== Source data

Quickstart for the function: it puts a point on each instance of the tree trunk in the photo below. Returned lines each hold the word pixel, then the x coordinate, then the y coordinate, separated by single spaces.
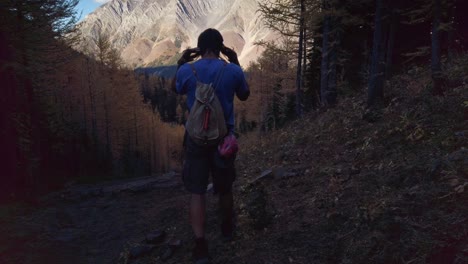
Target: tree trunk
pixel 333 63
pixel 435 58
pixel 375 90
pixel 391 44
pixel 299 64
pixel 324 67
pixel 451 32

====

- _Description of the task_:
Could the data be reproduced exactly, with the pictures omitted?

- _Completed task_:
Quickstart for the function: it puts a point on each instance of the tree trunk in the photo below. Returned lines each hold the word pixel, then the x coordinate, then the y coordinate, separated by single spaces.
Target: tree trunk
pixel 333 63
pixel 435 58
pixel 375 90
pixel 391 44
pixel 299 64
pixel 324 67
pixel 451 32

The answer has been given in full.